[Named object pointing items]
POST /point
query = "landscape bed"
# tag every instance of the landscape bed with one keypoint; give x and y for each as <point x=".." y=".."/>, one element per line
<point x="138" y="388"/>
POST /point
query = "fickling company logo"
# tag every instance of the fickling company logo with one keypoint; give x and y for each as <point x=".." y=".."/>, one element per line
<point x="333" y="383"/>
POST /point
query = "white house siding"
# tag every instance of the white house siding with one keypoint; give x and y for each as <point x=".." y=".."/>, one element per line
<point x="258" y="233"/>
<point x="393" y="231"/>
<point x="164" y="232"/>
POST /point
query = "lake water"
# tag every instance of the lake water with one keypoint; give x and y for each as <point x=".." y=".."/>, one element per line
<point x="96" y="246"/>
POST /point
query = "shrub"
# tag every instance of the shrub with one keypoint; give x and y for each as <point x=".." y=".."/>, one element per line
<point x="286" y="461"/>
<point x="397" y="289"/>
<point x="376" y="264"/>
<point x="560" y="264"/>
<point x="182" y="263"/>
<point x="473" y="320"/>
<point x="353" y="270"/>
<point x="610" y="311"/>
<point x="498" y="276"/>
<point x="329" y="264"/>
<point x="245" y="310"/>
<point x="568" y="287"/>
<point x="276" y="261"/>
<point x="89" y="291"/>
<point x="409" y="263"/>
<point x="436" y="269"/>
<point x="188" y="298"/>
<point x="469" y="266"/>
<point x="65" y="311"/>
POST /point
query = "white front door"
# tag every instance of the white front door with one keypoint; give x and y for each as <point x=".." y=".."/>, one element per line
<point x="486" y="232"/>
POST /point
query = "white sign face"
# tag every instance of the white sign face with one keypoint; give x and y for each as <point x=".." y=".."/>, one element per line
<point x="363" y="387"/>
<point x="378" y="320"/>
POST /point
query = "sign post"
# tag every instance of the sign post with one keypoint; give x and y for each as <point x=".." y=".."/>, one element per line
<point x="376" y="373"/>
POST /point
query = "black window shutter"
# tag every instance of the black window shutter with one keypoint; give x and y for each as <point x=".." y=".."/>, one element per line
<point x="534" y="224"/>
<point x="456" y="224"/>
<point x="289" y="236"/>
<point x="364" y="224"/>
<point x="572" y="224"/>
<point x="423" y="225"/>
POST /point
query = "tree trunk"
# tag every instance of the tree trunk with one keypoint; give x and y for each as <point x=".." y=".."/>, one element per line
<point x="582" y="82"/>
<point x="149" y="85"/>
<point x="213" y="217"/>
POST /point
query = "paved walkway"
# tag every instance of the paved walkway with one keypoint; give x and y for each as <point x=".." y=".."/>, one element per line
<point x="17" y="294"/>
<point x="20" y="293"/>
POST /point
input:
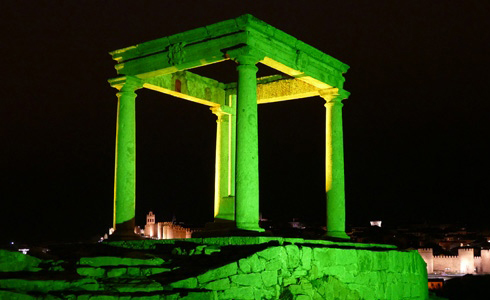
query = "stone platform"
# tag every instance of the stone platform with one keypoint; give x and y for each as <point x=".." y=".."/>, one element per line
<point x="214" y="268"/>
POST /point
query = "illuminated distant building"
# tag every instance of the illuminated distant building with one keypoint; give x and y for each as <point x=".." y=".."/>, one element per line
<point x="164" y="230"/>
<point x="463" y="263"/>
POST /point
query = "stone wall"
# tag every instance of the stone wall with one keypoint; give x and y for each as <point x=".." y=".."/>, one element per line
<point x="226" y="268"/>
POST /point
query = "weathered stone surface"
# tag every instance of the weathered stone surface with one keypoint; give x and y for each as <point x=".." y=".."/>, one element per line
<point x="116" y="272"/>
<point x="269" y="278"/>
<point x="92" y="272"/>
<point x="244" y="265"/>
<point x="237" y="293"/>
<point x="220" y="284"/>
<point x="274" y="264"/>
<point x="253" y="279"/>
<point x="271" y="253"/>
<point x="189" y="283"/>
<point x="333" y="273"/>
<point x="306" y="254"/>
<point x="257" y="264"/>
<point x="221" y="272"/>
<point x="115" y="261"/>
<point x="293" y="256"/>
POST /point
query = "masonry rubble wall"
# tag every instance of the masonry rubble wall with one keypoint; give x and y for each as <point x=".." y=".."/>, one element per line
<point x="286" y="270"/>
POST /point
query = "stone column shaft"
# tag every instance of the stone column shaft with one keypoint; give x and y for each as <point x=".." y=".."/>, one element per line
<point x="125" y="164"/>
<point x="334" y="166"/>
<point x="247" y="148"/>
<point x="224" y="206"/>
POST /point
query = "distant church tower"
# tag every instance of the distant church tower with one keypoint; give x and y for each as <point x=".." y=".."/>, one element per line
<point x="150" y="218"/>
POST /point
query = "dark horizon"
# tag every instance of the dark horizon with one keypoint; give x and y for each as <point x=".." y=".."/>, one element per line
<point x="415" y="124"/>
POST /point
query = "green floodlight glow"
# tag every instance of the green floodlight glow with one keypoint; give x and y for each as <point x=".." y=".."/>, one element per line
<point x="163" y="65"/>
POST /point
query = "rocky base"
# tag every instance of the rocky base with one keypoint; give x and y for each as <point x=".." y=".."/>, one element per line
<point x="214" y="268"/>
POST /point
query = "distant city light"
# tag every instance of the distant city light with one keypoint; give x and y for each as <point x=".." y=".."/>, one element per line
<point x="24" y="250"/>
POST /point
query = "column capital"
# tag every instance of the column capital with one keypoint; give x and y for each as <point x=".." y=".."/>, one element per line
<point x="246" y="55"/>
<point x="218" y="112"/>
<point x="333" y="95"/>
<point x="130" y="82"/>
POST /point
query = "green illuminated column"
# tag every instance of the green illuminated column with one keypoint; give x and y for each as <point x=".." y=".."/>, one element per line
<point x="334" y="163"/>
<point x="247" y="146"/>
<point x="224" y="205"/>
<point x="125" y="166"/>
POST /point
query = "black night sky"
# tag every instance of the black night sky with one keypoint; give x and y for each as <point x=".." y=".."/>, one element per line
<point x="415" y="127"/>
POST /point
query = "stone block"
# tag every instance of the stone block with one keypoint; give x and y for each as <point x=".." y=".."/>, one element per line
<point x="100" y="261"/>
<point x="271" y="253"/>
<point x="188" y="283"/>
<point x="91" y="272"/>
<point x="252" y="279"/>
<point x="154" y="271"/>
<point x="116" y="272"/>
<point x="293" y="256"/>
<point x="134" y="271"/>
<point x="274" y="264"/>
<point x="289" y="281"/>
<point x="237" y="293"/>
<point x="199" y="296"/>
<point x="299" y="273"/>
<point x="244" y="265"/>
<point x="269" y="278"/>
<point x="220" y="284"/>
<point x="322" y="257"/>
<point x="218" y="273"/>
<point x="257" y="264"/>
<point x="306" y="254"/>
<point x="295" y="289"/>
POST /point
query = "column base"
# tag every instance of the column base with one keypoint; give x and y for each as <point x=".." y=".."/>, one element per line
<point x="337" y="235"/>
<point x="125" y="232"/>
<point x="249" y="227"/>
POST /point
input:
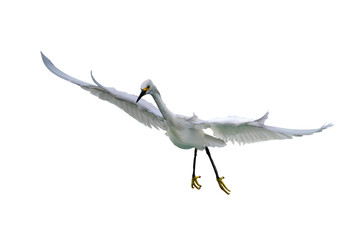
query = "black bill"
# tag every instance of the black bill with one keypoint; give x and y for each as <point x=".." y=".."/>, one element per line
<point x="141" y="95"/>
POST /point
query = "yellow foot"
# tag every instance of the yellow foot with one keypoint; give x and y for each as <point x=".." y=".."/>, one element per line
<point x="222" y="185"/>
<point x="195" y="183"/>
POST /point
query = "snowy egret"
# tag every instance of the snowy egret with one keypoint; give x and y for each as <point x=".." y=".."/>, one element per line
<point x="186" y="132"/>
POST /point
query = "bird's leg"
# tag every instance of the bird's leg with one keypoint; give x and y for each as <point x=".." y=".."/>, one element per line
<point x="194" y="182"/>
<point x="220" y="182"/>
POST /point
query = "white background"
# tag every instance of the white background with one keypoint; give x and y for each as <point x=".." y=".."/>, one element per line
<point x="75" y="167"/>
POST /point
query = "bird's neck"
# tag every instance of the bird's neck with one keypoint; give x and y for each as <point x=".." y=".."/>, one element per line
<point x="167" y="114"/>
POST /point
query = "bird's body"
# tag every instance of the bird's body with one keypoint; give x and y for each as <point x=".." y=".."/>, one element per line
<point x="186" y="132"/>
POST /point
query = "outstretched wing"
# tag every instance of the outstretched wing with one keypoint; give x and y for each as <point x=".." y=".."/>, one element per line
<point x="245" y="131"/>
<point x="142" y="111"/>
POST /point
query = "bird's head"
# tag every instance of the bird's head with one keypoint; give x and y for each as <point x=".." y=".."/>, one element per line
<point x="147" y="87"/>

_TASK DIRECTIONS_:
List every line of the items above that contains the string "floodlight", matching case.

_THE RESULT_:
query = "green floodlight glow"
# tag every instance of the green floodlight glow with one keypoint; give x and y for each as <point x=".." y=".."/>, one element per line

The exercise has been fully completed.